◆ Daftar Tugas ◆
1. Dalam teks tentang pendidikan di masa pandemi, kapan Mendikbud mengeluarkan Surat Edaran No. 4 Tahun 2020?
2. Ketik ulang bagian teks tentang pendidikan di masa pandemi mulai dari "Sebagaimana fakta disalah" sampai dengan "dibimbing seorang guru.", termasuk kata-kata terakhir itu.

◆ Teks Bacaan ◆
..........
-->

Wajah Pendidikan dimasa Pandemi

Oleh : Helda Apriliyanti (Aktivis Muslimah)

Penamabda.com - Pada 24 Maret 2020, Menteri Pendidikan dan Kebudayaan (Mendikbud) Nadiem Anwar Makarim melepas Surat Edaran No. 4 Tahun 2020 tentang Pelaksanaan Kebijakan Pendidikan Dalam Masa Darurat Penyebaran COVID-19. Lewat surat sakti tersebut, Mendikbud mengumumkan bahwa Ujian Nasional (UN) tahun 2020 dibatalkan, pembelajaran daring diterapkan, dan dana Bantuan Operasional Sekolah (BOS) dapat dialihkan untuk pengadaan alat kebersihan dan membiayai pembelajaran jarak jauh.

Pada acara peringatan Hari Pendidikan Nasional 2020 yang disiarkan melalui kanal YouTube Kemendikbud (2/5), ia mengaku “kaget” bahwa banyak siswa tak memiliki akses listrik dan sinyal internet memadai. “Ada yang bilang tidak punya sinyal televisi. Bahkan ada yang bilang tidak punya listrik. Menurut Nadiem, kondisi tersebut tak terbayangkan bagi dirinya yang hidup di Jakarta. Ia pun menyadari bahwa pandemi ini kian menelanjangi ketimpangan yang mengakar di Indonesia. "Pembelajaran nomor satu adalah jurang atau ketidakmerataan di Indonesia itu luar biasa.”

Sebagaimana fakta disalah satu waliyah di Indonesia, Seorang anak bernama Dimas siswa SMP di Rembang Viral, ia tetap berangkat ke sekolah karena tidak punya HP tidak bisa mengikuti proses belajar dari rumah (BDR) secara daring. Ia pun belajar di kelas seorang diri dengan dibimbing seorang guru.
..........
◆ Materi Pembelajaran ◆
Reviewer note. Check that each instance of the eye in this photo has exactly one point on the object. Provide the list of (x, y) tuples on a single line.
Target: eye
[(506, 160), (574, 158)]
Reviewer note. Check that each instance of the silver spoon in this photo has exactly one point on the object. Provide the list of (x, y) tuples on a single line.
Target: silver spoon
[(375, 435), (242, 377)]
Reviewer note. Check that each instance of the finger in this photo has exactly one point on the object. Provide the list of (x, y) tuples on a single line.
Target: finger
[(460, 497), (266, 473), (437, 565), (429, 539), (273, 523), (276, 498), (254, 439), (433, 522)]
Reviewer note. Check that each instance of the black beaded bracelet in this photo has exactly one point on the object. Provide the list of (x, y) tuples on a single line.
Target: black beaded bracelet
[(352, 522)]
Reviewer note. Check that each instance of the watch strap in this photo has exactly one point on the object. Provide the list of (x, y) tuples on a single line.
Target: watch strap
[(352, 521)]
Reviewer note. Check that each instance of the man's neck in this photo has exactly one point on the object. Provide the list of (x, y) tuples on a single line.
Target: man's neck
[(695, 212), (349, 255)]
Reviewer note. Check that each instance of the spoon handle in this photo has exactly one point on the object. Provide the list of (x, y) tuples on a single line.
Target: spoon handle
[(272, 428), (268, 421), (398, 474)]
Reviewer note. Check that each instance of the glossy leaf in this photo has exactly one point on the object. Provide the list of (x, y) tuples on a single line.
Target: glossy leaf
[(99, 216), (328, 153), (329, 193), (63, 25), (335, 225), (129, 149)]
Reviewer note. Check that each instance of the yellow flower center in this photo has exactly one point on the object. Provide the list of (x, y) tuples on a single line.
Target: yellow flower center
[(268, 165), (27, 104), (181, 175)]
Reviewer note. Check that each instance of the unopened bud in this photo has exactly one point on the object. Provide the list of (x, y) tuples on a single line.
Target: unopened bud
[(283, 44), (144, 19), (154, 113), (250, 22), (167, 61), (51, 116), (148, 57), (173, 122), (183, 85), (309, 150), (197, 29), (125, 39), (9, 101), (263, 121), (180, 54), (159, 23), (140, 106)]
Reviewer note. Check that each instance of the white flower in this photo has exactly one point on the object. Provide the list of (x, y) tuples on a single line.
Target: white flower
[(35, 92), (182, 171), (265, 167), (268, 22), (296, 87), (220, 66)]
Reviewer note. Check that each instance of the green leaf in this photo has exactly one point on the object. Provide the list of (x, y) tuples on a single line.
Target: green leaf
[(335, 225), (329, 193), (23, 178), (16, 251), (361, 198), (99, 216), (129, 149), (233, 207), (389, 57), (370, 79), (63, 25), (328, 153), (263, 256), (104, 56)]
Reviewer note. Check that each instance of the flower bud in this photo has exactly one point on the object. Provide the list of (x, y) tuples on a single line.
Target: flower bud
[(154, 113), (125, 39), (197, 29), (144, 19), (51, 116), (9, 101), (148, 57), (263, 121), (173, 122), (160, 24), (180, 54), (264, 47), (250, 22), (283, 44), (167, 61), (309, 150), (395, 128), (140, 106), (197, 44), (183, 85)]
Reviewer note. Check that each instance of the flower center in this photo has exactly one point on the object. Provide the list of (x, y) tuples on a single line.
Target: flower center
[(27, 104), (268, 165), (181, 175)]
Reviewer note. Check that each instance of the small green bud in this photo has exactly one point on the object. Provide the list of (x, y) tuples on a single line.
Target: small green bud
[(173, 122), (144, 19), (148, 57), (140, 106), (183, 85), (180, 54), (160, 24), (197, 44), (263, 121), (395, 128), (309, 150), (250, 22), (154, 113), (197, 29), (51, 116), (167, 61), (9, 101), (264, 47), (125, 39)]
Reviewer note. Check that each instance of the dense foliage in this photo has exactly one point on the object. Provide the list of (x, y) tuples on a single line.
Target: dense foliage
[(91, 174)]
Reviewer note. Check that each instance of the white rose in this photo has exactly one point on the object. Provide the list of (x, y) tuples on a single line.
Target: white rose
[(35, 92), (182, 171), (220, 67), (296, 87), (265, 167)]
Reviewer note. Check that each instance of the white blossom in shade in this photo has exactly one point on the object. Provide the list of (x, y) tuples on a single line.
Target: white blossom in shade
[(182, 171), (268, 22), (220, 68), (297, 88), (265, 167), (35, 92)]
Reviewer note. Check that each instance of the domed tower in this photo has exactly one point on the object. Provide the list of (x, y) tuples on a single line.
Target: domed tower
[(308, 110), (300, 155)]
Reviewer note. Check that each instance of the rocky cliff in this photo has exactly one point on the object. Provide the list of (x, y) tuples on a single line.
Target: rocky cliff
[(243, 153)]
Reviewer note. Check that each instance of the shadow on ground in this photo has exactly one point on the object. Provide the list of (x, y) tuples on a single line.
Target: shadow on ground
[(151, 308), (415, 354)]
..........
◆ Kunci Jawaban ◆
1. Pada 24 Maret 2020.

2.
Sebagaimana fakta disalah satu waliyah di Indonesia, Seorang anak bernama Dimas siswa SMP di Rembang Viral, ia tetap berangkat ke sekolah karena tidak punya HP tidak bisa mengikuti proses belajar dari rumah (BDR) secara daring. Ia pun belajar di kelas seorang diri dengan dibimbing seorang guru.